→ **CHALLENGE**
Rewrite the data below with every "Dataset curation" switched to "Annotation work" and everything else left unchanged.

→ **Entries on locating named things**
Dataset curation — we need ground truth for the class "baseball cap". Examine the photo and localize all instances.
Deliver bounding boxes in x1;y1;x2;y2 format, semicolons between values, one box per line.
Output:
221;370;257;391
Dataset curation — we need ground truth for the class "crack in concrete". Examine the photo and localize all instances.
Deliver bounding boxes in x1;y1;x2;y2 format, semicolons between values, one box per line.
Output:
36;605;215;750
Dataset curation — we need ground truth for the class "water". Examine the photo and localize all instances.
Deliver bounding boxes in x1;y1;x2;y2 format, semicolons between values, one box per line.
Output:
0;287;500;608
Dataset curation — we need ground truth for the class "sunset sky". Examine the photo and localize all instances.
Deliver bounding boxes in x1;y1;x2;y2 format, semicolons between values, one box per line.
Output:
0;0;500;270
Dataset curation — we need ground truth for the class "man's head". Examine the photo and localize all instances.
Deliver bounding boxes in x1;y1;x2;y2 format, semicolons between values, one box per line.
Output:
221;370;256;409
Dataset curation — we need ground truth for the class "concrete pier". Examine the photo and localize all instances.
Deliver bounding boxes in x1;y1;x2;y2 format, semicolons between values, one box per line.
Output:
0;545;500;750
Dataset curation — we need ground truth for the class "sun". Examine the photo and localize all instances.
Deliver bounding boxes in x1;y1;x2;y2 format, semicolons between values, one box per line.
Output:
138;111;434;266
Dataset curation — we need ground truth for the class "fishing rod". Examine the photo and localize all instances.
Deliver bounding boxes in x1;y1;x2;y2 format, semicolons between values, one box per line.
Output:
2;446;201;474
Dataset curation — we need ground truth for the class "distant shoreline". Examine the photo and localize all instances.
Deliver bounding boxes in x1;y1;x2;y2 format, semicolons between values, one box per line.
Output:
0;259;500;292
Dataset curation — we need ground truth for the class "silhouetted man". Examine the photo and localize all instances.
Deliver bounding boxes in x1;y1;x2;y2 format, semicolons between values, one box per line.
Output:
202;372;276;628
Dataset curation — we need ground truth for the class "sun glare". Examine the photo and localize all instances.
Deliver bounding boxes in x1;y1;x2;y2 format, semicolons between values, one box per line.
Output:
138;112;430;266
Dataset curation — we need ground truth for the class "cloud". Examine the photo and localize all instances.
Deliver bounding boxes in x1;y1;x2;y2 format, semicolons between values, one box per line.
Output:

→ **COMPLETE ANSWER**
Annotation work — we need ground truth for the class "baseball cap". Examine the photo and localize all instances.
Deliver bounding boxes in x1;y1;x2;y2 format, semicolons between values, one box per line.
Output:
221;370;257;391
Annotation work — we need ground truth for the class "crack in concrete". Examine the photo and localize all instances.
Deliver bounding boxes in x1;y1;x2;y2 format, semicolons between values, one box per line.
Output:
36;605;215;750
Annotation work — we need ground truth for the class "water". Examine the photo and localize all instances.
Deliver bounding boxes in x1;y1;x2;y2 format, semicolons between values, one box per line.
Output:
0;287;500;608
Annotation work — we need ground truth for the class "sunset sky". Examine the photo and localize all instances.
Deliver bounding boxes in x1;y1;x2;y2 format, semicolons between values, one box per line.
Output:
0;0;500;270
Annotation work — we need ground truth for the class "man's head". Examine the photo and localize all instances.
Deliver bounding boxes in x1;y1;x2;y2 format, semicolons between values, one box per line.
Output:
221;370;256;409
Annotation work — we need ground truth for the class "concrete pier". Examine the photo and localize all instances.
Deliver bounding boxes in x1;y1;x2;y2 format, semicolons between values, one box per line.
Output:
0;545;500;750
Annotation work — we need ground truth for the class "sun". Examine the photo and localize all instances.
Deliver bounding boxes in x1;y1;x2;y2 format, semicolons between values, one box per line.
Output:
138;111;434;266
Annotation work — we need ground truth for the class "fishing rod". Examine the photo and localize all instances.
Deliver bounding boxes in x1;y1;x2;y2 format, semicolons between values, one box per line.
Output:
2;446;201;474
Annotation work — we need ground truth for the class "distant shoreline". Examine the photo and localize all instances.
Deliver bounding boxes in x1;y1;x2;y2 format, semicolons between values, one box per line.
Output:
0;259;500;292
Annotation work — we need ground truth for the class "silhouetted man". Examine the photo and localize all instances.
Deliver bounding boxes in x1;y1;x2;y2 format, semicolons between values, one box per line.
Output:
202;372;276;628
Annotation work — we need ground truth for the class "sun glare". Examine the photo and localize all instances.
Deliver bounding boxes in x1;y1;x2;y2 format, semicolons between values, one box per line.
Output:
138;112;430;266
Annotation work — we need ground truth for the class "cloud". Examine the photo and localize all instances.
Deliver bounding boxes in x1;y1;x2;y2 format, semicolons between values, one box per line.
Output:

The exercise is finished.